-- Provided records follows --

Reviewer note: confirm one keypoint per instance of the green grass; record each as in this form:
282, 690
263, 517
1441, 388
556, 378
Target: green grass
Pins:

-- Provided records concluded --
-- Provided records follows --

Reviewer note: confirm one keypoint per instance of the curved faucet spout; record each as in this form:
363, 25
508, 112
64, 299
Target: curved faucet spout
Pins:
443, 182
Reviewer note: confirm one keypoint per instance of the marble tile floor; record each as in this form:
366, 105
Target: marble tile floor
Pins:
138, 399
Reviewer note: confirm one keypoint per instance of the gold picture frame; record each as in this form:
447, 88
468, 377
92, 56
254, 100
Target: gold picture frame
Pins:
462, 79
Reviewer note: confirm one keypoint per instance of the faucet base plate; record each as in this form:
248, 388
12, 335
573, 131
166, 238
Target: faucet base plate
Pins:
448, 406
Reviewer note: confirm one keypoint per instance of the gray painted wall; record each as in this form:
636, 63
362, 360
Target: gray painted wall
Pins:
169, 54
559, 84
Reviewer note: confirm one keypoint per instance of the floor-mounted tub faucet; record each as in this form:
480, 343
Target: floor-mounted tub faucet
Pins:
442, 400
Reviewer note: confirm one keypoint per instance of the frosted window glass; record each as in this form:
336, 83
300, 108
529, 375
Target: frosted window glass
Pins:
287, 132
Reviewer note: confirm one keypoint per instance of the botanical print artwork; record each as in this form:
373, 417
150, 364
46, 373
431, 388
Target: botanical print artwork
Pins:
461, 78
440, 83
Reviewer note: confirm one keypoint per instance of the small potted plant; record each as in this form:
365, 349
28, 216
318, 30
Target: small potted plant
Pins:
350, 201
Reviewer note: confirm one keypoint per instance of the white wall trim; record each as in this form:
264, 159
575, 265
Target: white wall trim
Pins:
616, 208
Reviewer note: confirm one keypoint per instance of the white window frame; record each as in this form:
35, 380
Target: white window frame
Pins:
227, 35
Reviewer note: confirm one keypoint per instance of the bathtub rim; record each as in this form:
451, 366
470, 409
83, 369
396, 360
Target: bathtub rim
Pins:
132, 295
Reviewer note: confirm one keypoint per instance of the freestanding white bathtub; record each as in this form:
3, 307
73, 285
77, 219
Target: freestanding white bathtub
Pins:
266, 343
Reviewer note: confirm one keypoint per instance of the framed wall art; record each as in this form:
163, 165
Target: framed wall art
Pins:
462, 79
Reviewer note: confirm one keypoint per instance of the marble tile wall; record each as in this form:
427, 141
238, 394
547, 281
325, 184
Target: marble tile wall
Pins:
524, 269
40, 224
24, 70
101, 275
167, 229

-- Provided records concluded --

# How to complete this task
Find the string "picture" in the entries above and return each line that holds it.

# Written response
Reviewer note: confirm one keypoint per instance of the gold picture frame; record each as in this form:
Target: gold picture frame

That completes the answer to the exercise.